General structure of linear functionals
The general form of a linear functional is known for many specific Banach spaces. Thus, on $L_p[a,b]$, $p>1$, all linear functionals are given by a formula $$ f(x) = \int_a^b x(t)y(t) \,\mathrm{d}t, $$ where $y \in L_q[a,b]$, $1/p + 1/q = 1$, and any function $y(t) \in L_q$ defines a linear functional $f$ by this formula, moreover $$ \norm{f} = \left( \int_a^b \abs{y(t)}^q \,\mathrm{d}t \right)^{1/q}. $$ Thus, the dual space of $L_p$ is $L_q$: $L_p^* = L_q$. Linear functionals on $L_1[a,b]$ are defined by the same formula, but in this case $y \in M$, so that $L_1^* = M$.

_____

## REQUIREMENTS
**1.** In the passage on the general structure of linear functionals, what is the dual space of $L_1[a,b]$?
**2.** Rewrite the paragraph of the passage on linear functionals that begins "The general form of a linear functional" as a short list, keeping its main facts.
**3.** Write the next part of the passage on the general structure of linear functionals, starting after its last sentence.

## DATA EXCERPTS
_____

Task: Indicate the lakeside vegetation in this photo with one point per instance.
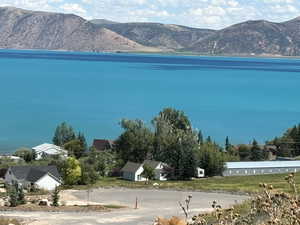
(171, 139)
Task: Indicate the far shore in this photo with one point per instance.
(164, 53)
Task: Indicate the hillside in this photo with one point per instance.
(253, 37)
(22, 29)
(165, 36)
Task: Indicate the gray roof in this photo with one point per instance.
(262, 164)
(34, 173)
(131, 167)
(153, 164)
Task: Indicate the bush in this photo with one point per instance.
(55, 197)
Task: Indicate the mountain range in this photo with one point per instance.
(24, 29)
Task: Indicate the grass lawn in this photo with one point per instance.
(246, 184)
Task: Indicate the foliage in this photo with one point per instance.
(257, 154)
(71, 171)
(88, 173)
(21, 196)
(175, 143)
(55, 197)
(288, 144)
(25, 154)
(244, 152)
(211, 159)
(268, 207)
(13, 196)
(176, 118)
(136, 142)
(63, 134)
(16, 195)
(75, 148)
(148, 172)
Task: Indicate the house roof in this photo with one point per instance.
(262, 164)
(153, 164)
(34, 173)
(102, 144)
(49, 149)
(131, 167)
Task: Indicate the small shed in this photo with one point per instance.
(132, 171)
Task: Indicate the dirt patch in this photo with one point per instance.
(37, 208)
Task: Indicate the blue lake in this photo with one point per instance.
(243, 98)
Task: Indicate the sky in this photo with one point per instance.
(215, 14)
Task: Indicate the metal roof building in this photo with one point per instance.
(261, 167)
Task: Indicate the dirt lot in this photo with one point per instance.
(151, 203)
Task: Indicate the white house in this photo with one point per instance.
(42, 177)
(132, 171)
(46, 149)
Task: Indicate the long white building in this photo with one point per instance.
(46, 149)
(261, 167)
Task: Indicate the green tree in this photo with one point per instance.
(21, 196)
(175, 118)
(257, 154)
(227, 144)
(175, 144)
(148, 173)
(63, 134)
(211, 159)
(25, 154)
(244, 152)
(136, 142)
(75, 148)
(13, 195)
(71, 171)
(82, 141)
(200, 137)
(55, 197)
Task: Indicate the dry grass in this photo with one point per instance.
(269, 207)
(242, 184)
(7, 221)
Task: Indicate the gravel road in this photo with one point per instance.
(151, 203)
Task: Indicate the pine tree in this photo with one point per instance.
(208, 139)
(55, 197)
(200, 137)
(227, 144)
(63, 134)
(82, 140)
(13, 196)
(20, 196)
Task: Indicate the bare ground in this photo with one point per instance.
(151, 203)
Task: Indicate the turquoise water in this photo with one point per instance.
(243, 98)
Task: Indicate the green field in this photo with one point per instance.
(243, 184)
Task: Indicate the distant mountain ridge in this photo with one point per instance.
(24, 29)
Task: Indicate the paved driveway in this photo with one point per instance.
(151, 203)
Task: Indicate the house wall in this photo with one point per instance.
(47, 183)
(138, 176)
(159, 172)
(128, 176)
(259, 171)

_____

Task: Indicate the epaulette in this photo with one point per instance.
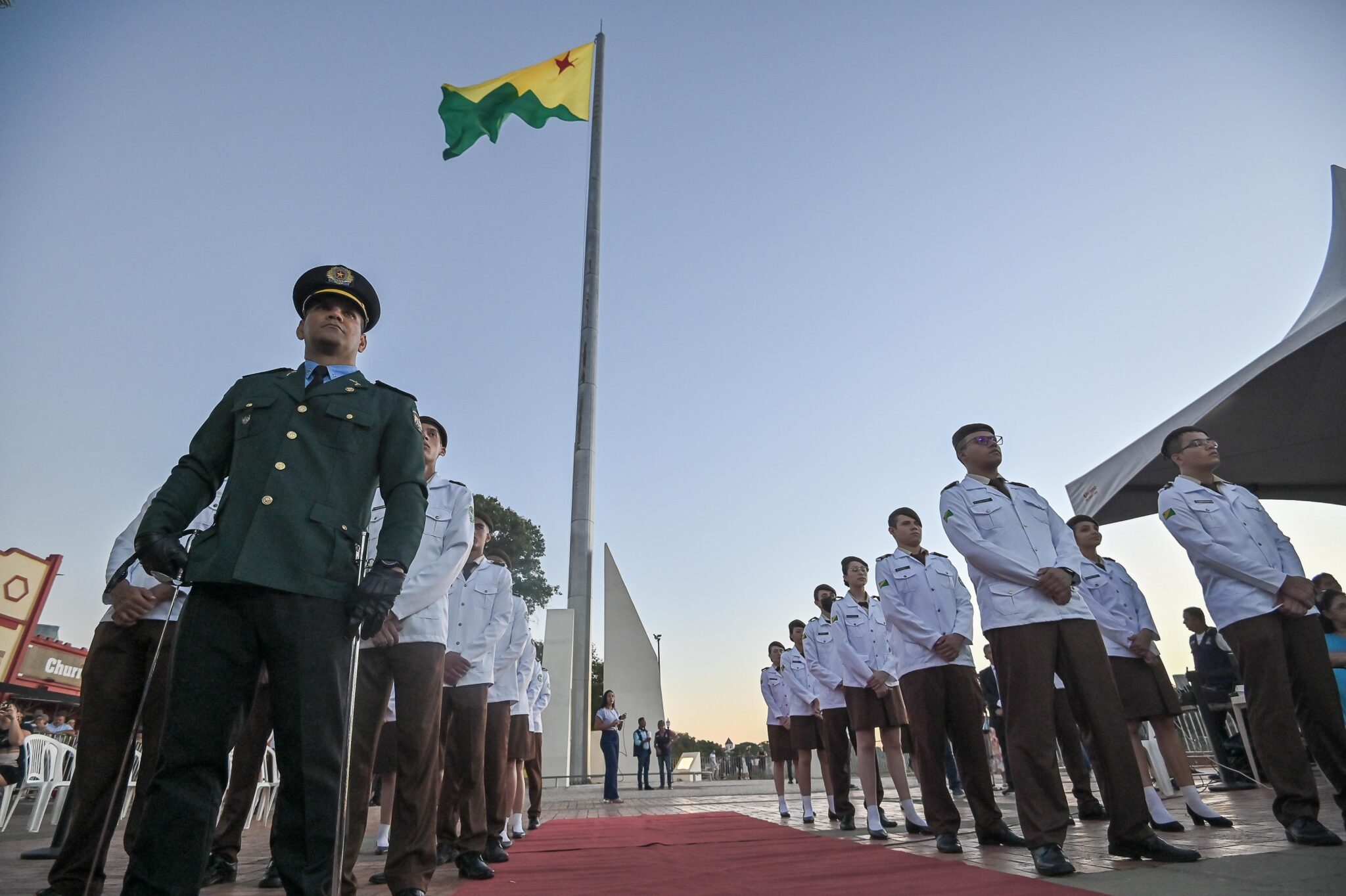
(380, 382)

_____

## TASK RESULTS
**1.** $M$, so $L_1^* = M$.

**2.**
- The general form of a linear functional is known for many specific Banach spaces.
- On $L_p[a,b]$ with $p>1$, every linear functional has the form $f(x) = \int_a^b x(t)y(t)\,\mathrm{d}t$, where $y \in L_q[a,b]$ and $1/p + 1/q = 1$.
- Every $y \in L_q$ defines a linear functional in this way, and $\|f\| = \left(\int_a^b |y(t)|^q\,\mathrm{d}t\right)^{1/q}$.
- So $L_p^* = L_q$.
- On $L_1[a,b]$ the formula is the same, but $y \in M$, so $L_1^* = M$.

**3.**
Biduals, reflexivity
The space $X^{**}$, dual to $X^*$, is said to be the second dual or bidual. Third, fourth, etc., dual spaces are defined in a similar manner. Each element in $X$ may be identified with some linear functional defined on $X^*$: $$ \text{$F(f) = f(x)$ for all $f \in X^*$ ($F \in X^{**}$, $x \in X$),} $$ where $\norm{F} = \norm{x}$. One may then regard $X$ as a subspace of the space $X^{**}$ and $X \subset X^{**} \subset X^\text{IV} \subset \cdots$, $X^* \subset X^{***} \subset \cdots$. If, as a result of these inclusions, the Banach space coincides with its second dual, it is called reflexive. In such a case all inclusions are equalities. If $X$ is not reflexive, all inclusions are strict. If the quotient space $X^{**}/X$ has finite dimension $n$, $X$ is said to be quasi-reflexive of order $n$. Quasi-reflexive spaces exist for all $n$.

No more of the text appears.